╔══

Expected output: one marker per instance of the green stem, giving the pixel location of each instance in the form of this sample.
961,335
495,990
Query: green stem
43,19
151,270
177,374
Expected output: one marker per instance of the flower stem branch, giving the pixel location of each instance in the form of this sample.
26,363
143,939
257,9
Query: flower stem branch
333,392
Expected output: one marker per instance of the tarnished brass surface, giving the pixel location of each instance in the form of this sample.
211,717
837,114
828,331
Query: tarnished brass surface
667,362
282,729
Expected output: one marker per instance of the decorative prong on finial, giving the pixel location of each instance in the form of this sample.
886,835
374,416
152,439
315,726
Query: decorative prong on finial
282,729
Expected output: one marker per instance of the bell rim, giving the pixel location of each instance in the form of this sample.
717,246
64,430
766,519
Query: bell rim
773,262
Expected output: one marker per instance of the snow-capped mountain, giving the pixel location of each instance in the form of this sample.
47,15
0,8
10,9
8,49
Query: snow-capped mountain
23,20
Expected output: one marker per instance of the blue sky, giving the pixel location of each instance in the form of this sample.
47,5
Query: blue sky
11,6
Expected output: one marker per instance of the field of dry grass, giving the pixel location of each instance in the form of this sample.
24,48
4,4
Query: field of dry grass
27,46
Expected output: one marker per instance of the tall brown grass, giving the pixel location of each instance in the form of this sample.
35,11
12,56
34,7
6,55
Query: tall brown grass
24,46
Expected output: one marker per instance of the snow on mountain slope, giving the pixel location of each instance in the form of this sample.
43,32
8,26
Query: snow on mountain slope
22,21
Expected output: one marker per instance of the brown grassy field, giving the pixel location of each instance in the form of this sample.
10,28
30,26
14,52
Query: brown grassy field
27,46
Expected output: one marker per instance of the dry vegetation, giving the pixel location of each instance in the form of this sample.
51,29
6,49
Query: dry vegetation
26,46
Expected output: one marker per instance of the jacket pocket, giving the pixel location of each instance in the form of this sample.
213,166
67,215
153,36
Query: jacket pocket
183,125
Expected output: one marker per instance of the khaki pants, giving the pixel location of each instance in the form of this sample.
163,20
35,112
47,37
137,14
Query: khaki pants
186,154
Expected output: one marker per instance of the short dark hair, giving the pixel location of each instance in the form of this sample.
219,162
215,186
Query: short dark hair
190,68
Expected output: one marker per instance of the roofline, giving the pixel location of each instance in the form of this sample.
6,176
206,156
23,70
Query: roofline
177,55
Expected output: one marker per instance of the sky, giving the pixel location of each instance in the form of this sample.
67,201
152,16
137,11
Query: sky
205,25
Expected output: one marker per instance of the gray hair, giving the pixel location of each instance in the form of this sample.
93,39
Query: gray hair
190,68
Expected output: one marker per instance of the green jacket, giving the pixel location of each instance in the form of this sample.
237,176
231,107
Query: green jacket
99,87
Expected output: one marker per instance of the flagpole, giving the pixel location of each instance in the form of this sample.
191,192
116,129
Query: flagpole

╚══

**Exercise:**
Show each line of the material holding "flagpole".

**Reply to the task:**
Expected output: one marker per instance of the flagpole, giving the pixel location of each instance in the form of this sample.
Query: flagpole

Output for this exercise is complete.